= Records provided =
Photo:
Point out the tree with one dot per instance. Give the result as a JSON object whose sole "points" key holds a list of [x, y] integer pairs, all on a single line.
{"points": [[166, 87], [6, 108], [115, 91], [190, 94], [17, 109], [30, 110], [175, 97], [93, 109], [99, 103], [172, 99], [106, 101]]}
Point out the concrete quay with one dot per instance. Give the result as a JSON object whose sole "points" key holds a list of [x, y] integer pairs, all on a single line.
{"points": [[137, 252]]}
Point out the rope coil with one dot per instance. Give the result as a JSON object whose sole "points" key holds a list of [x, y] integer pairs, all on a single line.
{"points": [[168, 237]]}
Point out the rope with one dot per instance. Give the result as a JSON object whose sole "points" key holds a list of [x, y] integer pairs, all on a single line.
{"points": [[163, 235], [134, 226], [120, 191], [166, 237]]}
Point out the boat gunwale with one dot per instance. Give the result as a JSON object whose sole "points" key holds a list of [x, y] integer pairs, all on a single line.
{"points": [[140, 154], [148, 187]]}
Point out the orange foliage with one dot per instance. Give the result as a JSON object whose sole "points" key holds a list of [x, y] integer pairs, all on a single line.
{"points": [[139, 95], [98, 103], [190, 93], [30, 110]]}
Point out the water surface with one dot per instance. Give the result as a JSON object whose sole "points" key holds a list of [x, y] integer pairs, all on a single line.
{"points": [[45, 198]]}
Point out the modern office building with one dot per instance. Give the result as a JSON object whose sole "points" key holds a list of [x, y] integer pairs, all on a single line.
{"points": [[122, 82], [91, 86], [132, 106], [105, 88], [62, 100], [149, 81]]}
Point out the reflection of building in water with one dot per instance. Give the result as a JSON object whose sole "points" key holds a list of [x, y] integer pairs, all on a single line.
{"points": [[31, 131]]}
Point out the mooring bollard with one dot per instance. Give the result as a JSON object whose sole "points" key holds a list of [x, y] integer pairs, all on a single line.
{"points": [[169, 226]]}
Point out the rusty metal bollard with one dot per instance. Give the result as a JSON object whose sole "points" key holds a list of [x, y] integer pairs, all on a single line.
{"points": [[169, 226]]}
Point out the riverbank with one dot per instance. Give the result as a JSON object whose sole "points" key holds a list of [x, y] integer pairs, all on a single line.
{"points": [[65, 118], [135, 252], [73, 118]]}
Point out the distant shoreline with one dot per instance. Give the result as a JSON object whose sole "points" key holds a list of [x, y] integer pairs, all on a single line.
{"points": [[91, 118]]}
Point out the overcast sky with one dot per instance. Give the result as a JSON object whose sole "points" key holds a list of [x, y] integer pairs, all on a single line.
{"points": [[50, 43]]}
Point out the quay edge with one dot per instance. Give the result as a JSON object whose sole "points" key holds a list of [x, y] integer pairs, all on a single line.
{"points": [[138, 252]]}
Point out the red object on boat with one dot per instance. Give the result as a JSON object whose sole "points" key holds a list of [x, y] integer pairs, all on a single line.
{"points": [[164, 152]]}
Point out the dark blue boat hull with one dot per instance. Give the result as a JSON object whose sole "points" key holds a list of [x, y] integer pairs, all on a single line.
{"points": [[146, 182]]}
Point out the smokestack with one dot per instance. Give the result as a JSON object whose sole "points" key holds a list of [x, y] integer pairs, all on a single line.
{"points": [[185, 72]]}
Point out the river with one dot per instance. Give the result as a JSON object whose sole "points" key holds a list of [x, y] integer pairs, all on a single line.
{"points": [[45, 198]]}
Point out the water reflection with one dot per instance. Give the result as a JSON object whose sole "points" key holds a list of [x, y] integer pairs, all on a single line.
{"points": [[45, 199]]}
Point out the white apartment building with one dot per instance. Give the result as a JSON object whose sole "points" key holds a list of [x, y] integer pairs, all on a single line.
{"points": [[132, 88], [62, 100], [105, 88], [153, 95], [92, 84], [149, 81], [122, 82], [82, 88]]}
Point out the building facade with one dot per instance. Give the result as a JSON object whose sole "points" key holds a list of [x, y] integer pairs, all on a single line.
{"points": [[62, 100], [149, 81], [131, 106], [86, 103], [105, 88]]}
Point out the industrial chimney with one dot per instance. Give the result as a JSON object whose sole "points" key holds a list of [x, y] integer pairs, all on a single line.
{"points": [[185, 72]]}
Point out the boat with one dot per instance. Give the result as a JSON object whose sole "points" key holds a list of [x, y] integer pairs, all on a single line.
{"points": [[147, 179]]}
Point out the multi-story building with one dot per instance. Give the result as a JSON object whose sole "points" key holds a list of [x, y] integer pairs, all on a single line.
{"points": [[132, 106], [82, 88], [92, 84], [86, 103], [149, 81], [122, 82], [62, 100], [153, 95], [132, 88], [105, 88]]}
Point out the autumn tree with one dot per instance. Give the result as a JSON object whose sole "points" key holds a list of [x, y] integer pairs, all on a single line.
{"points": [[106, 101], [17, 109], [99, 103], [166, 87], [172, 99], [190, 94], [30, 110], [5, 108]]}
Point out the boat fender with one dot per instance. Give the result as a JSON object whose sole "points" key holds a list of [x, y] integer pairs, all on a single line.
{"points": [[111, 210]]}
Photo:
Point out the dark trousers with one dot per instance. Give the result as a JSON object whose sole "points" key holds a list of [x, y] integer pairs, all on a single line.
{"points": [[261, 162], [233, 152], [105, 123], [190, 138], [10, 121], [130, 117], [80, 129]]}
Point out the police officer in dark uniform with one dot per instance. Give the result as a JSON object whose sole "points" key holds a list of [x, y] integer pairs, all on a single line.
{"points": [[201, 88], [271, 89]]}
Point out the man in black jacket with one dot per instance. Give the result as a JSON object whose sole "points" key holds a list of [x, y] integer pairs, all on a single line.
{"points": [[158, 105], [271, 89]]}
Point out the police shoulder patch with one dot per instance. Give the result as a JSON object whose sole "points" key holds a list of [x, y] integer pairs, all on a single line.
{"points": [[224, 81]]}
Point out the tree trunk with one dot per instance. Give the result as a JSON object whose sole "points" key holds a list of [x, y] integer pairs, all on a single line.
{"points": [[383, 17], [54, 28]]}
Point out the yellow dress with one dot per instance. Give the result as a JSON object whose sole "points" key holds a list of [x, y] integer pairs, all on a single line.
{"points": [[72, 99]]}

= Problem to solve =
Reproduce each entry exactly, leaving out nothing.

= Answer to this task =
Photo:
Point out the tree with one dot per instance. Give the result as a JSON object whose sole "points" key holds a list of [x, y] integer pairs, all on a single line.
{"points": [[166, 87], [6, 108], [115, 91], [190, 94], [17, 109], [30, 110], [175, 97], [93, 109], [99, 103], [172, 99], [106, 101]]}
Point out the concrete quay with one dot per instance. Give the result as a JSON object whose sole "points" key holds a list of [x, y] integer pairs, all on a single line.
{"points": [[137, 252]]}
Point out the rope coil with one dot per instance. Give the result as a JSON object whose sole "points" key holds a list of [x, y] integer pairs, all on a single line.
{"points": [[168, 237]]}
Point out the rope with one dot per instance. Give the result as a JSON object whose sole "points" key holds a list of [x, y] integer pairs, all on a single line.
{"points": [[163, 235], [134, 226], [120, 191], [166, 237]]}
Point out the boat gunwale with one dot per instance. Give the result as a JSON object whose sole "points" key holds a list of [x, y] integer pairs, all on a single line.
{"points": [[140, 154], [148, 187]]}
Point out the orange foliage with one dot per instance. Give the result as a JSON object whose sole "points" key holds a list of [x, y] integer pairs, all on a single line.
{"points": [[139, 95], [98, 103], [190, 93], [30, 110]]}
Point out the water surface with one dot per instance. Give the result as a JSON object whose sole "points" key holds a list of [x, y] integer pairs, all on a single line.
{"points": [[45, 198]]}
Point out the modern office building with one dot per instance. Give the result as a JSON object whose sole "points" key holds a list of [x, y] integer pairs, all on a single line.
{"points": [[122, 82], [91, 86], [132, 106], [105, 88], [62, 100], [149, 81]]}
Point out the reflection of building in water with one dot per instance. Give the result as a JSON object whose sole "points" key holds a list of [x, y] integer pairs, all on a single line.
{"points": [[31, 131]]}
Point out the mooring bollard with one dot per instance. Give the result as a JSON object whose sole "points" key holds a list of [x, y] integer pairs, all on a single line.
{"points": [[169, 226]]}
Point out the rusty metal bollard with one dot per instance. Give the result as a JSON object whose sole "points" key holds a list of [x, y] integer pairs, all on a single line.
{"points": [[169, 226]]}
Point out the riverbank with one dot per instance. Give the result as a JSON object whose sole "points" key holds a list of [x, y] integer pairs, all on a single line.
{"points": [[65, 118], [135, 252], [73, 118]]}
Point out the distant shoreline with one dot per instance. Give the result as a JSON object whose sole "points" key holds a list of [x, y] integer pairs, all on a single line.
{"points": [[91, 118]]}
Point out the overcast sky with one dot per instance. Give the result as a JSON object whose sole "points" key holds a list of [x, y] integer pairs, all on a single line.
{"points": [[50, 43]]}
Point out the quay edge with one dot per instance. Give the result as a JSON object whose sole "points" key holds a list of [x, y] integer pairs, all on a single line.
{"points": [[138, 252]]}
Point out the red object on boat with one dot per instance. Give the result as a JSON object whose sole "points" key holds a list of [x, y] integer pairs, all on a single line.
{"points": [[164, 152]]}
Point out the dark blue boat hull with one dot per instance. Give the result as a JSON object whose sole "points" key holds a list of [x, y] integer pairs, all on a single line.
{"points": [[146, 182]]}
Point out the smokestack with one dot per instance. Give the result as a JSON object whose sole "points" key holds a list of [x, y] integer pairs, all on a single line.
{"points": [[185, 72]]}
Point out the river with one dot per instance. Give the result as a JSON object whose sole "points" key holds a list of [x, y] integer pairs, all on a single line.
{"points": [[45, 198]]}
Point out the water reflection with one dot per instance. Give the result as a JSON object whose sole "points" key holds a list of [x, y] integer pairs, all on a single line.
{"points": [[45, 199]]}
Point out the white apartment building with one dot per instance. Give the result as a JSON object whose sole "points" key holds a list of [x, y] integer pairs, all on a single line.
{"points": [[132, 88], [62, 100], [105, 88], [153, 95], [92, 84], [149, 81], [122, 82], [82, 88]]}
Point out the building facade with one dot per instance. Give the result as a JSON object whose sole "points" key holds a list of [x, y] integer pairs, all on a single line.
{"points": [[62, 100], [149, 81], [131, 106], [86, 103], [105, 88]]}
Point out the industrial chimney with one dot per instance. Give the result as a JSON object whose sole "points" key holds a list of [x, y] integer pairs, all on a single line.
{"points": [[185, 72]]}
Point out the boat with one dot per instance. Give the result as a JSON object whose sole "points" key holds a list of [x, y] integer pairs, all on a single line.
{"points": [[147, 179]]}
Point out the multi-story building with one dot per instance. Give the result as a JSON object whose sole "points" key holds a list of [x, y] integer pairs, all on a single line.
{"points": [[132, 106], [82, 88], [92, 84], [86, 103], [149, 81], [122, 82], [62, 100], [153, 95], [132, 88], [105, 88]]}
Point out the autumn tree with one dot per instance. Give the result as a JSON object whose sole "points" key holds a list of [x, y] integer pairs, all on a single line.
{"points": [[106, 101], [17, 109], [99, 103], [166, 87], [172, 99], [190, 94], [30, 110], [5, 108]]}
Point out the boat fender with one dot per instance. Give the result as a JSON object whose sole "points" key holds a list of [x, y] integer pairs, all on a single line.
{"points": [[111, 210]]}
Photo:
Point out the dark trousers with one dot per instance. Give the result as a JSON object whose sole "points" key holds a list of [x, y] integer pairs, all on a single line.
{"points": [[261, 162], [233, 152], [105, 123], [190, 138], [10, 121], [130, 117], [80, 129]]}
Point out the police officer in dark uniform with one dot per instance. Give the result as a JSON object whose sole "points" key holds a list of [x, y] integer pairs, all on a single line.
{"points": [[201, 88], [271, 89]]}
Point out the man in black jacket with one dot per instance. Give the result as a JSON object whose sole "points" key holds a list of [x, y] integer pairs, all on a single line.
{"points": [[158, 105], [271, 89]]}
Point out the police shoulder patch with one dot per instance. Give the result as a JSON object whose sole "points" key holds a list of [x, y] integer pairs, all on a single line.
{"points": [[224, 81]]}
Point out the tree trunk with one dot per instance. Give the result as a JSON object whose sole "points" key holds a list of [x, y] integer pairs, all on a single line.
{"points": [[383, 17], [54, 28]]}
Point out the yellow dress with one dot per instance. Give the result as a JSON object whose sole "points" key holds a list of [x, y] integer pairs, all on a single line.
{"points": [[72, 99]]}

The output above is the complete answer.